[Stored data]
-- Start --

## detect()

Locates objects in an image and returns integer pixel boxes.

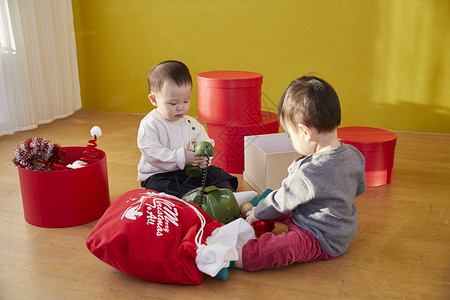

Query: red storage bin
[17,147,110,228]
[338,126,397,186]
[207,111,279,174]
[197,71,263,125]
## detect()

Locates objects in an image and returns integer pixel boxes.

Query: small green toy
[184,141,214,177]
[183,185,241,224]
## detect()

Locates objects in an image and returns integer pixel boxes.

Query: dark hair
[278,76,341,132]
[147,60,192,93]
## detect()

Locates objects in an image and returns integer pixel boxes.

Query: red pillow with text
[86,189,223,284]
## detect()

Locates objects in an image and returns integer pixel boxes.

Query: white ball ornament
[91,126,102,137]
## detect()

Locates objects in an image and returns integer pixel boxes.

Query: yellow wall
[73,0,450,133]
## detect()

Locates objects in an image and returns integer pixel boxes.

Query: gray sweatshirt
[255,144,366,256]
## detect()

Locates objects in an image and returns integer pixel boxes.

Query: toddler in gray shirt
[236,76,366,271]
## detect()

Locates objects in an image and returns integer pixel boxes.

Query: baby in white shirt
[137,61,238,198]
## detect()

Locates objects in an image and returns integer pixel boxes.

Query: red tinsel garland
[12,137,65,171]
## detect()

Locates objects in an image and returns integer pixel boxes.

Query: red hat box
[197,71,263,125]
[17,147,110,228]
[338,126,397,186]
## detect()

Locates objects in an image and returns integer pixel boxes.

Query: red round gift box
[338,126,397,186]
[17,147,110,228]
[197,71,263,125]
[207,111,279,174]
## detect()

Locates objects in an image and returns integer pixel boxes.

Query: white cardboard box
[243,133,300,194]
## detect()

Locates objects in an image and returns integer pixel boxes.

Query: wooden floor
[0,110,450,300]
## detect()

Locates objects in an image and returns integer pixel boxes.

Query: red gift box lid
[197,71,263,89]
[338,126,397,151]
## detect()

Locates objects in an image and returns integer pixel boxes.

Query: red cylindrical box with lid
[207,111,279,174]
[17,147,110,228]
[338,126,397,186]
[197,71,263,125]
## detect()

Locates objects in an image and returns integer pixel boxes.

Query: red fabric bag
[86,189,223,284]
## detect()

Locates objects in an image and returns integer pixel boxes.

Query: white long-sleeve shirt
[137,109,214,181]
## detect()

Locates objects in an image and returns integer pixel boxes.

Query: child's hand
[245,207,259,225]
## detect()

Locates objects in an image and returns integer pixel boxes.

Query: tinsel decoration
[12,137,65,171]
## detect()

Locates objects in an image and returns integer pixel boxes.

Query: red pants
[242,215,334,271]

-- End --
-- Start --

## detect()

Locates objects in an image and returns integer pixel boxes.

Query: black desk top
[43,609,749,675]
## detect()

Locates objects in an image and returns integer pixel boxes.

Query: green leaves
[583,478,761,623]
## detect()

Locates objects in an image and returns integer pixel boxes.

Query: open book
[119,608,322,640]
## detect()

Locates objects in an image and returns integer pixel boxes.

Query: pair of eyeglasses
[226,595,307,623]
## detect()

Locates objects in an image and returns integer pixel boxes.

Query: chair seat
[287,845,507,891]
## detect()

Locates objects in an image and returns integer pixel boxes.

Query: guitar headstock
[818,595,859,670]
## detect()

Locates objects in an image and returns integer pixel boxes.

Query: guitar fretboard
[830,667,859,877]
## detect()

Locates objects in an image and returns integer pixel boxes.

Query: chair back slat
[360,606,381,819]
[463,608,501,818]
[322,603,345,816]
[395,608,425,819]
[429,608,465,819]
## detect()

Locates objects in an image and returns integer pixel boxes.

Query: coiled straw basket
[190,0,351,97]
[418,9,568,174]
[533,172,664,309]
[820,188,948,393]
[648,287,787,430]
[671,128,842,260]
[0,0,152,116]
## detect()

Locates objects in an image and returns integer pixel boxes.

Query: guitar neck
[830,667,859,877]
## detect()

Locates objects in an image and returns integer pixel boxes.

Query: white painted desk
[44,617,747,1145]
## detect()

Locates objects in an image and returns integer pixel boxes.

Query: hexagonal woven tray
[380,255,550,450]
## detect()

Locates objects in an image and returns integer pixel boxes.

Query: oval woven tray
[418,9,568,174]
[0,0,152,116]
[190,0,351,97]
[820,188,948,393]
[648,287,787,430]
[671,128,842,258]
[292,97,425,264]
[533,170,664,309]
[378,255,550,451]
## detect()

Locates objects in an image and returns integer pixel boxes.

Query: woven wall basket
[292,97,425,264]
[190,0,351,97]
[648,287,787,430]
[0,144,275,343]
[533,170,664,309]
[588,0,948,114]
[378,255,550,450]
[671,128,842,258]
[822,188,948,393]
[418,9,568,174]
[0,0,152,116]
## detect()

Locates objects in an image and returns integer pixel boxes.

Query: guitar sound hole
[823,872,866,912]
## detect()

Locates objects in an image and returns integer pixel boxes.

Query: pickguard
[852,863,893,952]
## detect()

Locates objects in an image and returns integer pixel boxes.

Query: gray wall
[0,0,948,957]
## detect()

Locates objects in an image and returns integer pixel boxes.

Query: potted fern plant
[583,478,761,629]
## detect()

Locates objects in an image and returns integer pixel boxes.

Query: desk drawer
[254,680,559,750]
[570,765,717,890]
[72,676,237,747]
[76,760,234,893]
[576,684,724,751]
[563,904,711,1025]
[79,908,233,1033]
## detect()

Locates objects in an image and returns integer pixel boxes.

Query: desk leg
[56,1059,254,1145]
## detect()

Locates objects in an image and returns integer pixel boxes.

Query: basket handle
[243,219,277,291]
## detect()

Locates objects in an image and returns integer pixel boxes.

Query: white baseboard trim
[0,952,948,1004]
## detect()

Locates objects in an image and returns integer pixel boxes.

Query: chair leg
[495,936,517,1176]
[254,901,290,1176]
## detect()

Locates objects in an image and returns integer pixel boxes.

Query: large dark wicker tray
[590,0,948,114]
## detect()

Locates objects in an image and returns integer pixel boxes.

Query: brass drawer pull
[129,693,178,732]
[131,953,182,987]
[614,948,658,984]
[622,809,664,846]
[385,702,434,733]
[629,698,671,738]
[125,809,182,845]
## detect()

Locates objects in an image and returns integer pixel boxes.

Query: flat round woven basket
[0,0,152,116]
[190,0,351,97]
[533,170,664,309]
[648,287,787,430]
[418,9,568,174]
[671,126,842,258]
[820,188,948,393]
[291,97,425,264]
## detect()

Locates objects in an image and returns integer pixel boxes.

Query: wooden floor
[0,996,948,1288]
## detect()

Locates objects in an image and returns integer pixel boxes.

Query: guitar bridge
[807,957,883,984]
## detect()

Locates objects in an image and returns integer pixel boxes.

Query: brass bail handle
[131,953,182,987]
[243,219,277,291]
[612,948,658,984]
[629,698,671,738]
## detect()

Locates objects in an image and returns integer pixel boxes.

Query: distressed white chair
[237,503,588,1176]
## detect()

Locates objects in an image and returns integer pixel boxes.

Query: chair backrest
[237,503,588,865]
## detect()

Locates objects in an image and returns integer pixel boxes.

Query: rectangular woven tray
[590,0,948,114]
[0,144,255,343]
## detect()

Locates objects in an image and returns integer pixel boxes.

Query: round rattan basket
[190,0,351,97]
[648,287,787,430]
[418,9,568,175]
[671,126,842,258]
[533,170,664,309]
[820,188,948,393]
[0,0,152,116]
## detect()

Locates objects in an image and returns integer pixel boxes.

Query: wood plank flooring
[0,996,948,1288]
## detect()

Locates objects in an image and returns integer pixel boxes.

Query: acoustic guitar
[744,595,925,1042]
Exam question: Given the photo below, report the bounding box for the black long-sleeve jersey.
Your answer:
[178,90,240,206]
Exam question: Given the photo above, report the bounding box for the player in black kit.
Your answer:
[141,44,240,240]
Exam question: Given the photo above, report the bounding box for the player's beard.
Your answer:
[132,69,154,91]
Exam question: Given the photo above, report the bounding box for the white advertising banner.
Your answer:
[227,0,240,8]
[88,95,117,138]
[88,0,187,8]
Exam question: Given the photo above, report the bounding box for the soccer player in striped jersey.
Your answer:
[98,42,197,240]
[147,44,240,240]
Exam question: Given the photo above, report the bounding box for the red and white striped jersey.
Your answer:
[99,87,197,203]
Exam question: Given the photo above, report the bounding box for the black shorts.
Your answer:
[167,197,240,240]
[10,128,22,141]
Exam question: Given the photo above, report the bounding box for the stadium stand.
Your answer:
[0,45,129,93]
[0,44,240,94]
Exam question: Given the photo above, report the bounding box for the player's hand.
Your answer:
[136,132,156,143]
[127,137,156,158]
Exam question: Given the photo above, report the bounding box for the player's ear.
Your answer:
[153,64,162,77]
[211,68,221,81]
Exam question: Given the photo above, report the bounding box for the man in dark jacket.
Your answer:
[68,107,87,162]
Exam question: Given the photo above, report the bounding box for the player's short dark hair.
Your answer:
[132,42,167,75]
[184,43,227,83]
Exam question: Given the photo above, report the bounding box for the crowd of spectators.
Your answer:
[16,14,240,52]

-- End --

What to work on: Show every line of the entries above that contains the string "wall", treating uppercase and lowercase letters as different.

Complete response:
Query: yellow wall
Query: woven wall basket
Query: gray wall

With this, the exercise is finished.